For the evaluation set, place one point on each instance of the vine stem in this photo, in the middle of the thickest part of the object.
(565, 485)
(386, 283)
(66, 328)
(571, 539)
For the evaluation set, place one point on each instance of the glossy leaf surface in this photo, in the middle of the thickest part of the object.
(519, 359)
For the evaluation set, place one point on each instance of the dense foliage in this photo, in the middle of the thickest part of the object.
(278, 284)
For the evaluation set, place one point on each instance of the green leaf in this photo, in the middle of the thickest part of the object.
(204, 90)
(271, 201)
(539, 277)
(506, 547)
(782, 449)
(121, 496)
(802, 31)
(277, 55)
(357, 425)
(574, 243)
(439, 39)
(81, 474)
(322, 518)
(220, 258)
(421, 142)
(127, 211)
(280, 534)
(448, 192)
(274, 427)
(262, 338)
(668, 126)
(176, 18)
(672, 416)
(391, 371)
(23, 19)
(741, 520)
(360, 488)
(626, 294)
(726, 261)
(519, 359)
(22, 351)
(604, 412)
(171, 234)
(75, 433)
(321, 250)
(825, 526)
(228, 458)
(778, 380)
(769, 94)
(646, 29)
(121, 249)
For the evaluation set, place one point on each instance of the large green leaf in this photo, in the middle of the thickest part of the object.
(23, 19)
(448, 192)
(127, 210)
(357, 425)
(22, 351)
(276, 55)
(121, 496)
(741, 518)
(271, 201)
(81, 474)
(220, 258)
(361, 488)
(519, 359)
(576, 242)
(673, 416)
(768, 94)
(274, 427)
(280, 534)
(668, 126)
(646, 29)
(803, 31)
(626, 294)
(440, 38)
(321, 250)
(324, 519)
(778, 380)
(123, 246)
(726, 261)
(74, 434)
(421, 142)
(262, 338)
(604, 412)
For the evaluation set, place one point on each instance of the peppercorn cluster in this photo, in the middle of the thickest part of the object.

::::::

Output every row above as a Markdown table with the columns No. and Text, giving each row a number and leaving out any blank lines.

| No. | Text |
|---|---|
| 1 | For the evaluation set, place one point on each instance of the vine stem in this photo, in the middle of the thickest part of the object. |
| 2 | (565, 485) |
| 3 | (386, 283) |
| 4 | (66, 328) |
| 5 | (571, 539) |
| 6 | For the evaluation set, place one point on each instance of the glossy leaf surface in this photo, in the middle of the thickest part of the object. |
| 7 | (519, 359) |
| 8 | For the evaluation set, place one point on each instance of the dense foliage in this photo, in the middle of the thickest part of the object. |
| 9 | (278, 284) |
| 10 | For the evaluation set, place one point on each instance of the green leaf in this photo, in the middle of the thickest part of the object. |
| 11 | (204, 90) |
| 12 | (271, 201) |
| 13 | (539, 277) |
| 14 | (506, 547) |
| 15 | (782, 449) |
| 16 | (121, 496) |
| 17 | (802, 31) |
| 18 | (277, 55) |
| 19 | (357, 425) |
| 20 | (574, 243) |
| 21 | (439, 39) |
| 22 | (81, 474) |
| 23 | (322, 518) |
| 24 | (220, 258) |
| 25 | (421, 142) |
| 26 | (127, 211) |
| 27 | (280, 534) |
| 28 | (448, 192) |
| 29 | (274, 427) |
| 30 | (262, 338) |
| 31 | (668, 126) |
| 32 | (176, 18) |
| 33 | (672, 416) |
| 34 | (391, 371) |
| 35 | (23, 19) |
| 36 | (741, 520) |
| 37 | (360, 488) |
| 38 | (626, 294) |
| 39 | (726, 261) |
| 40 | (519, 359) |
| 41 | (22, 351) |
| 42 | (604, 412) |
| 43 | (171, 234) |
| 44 | (75, 433) |
| 45 | (321, 250) |
| 46 | (825, 526) |
| 47 | (228, 458) |
| 48 | (778, 380) |
| 49 | (769, 94) |
| 50 | (646, 29) |
| 51 | (121, 249) |
| 52 | For the evaluation set, place one point on each instance of the large green leaf in this photo, in the middle of the thickest part of the object. |
| 53 | (23, 19) |
| 54 | (448, 192) |
| 55 | (127, 210) |
| 56 | (357, 425) |
| 57 | (22, 351) |
| 58 | (276, 55) |
| 59 | (121, 496) |
| 60 | (741, 518) |
| 61 | (271, 201) |
| 62 | (81, 474) |
| 63 | (220, 258) |
| 64 | (361, 488) |
| 65 | (519, 359) |
| 66 | (576, 242) |
| 67 | (673, 416) |
| 68 | (768, 94) |
| 69 | (274, 427) |
| 70 | (280, 534) |
| 71 | (668, 126) |
| 72 | (646, 29) |
| 73 | (803, 31) |
| 74 | (626, 294) |
| 75 | (440, 38) |
| 76 | (321, 250) |
| 77 | (324, 519) |
| 78 | (778, 380) |
| 79 | (123, 246) |
| 80 | (726, 261) |
| 81 | (74, 434) |
| 82 | (421, 142) |
| 83 | (262, 338) |
| 84 | (604, 412) |
| 85 | For the evaluation set, place one point on each instance of the peppercorn cluster in this photo, in the middle of the thickest part of the object. |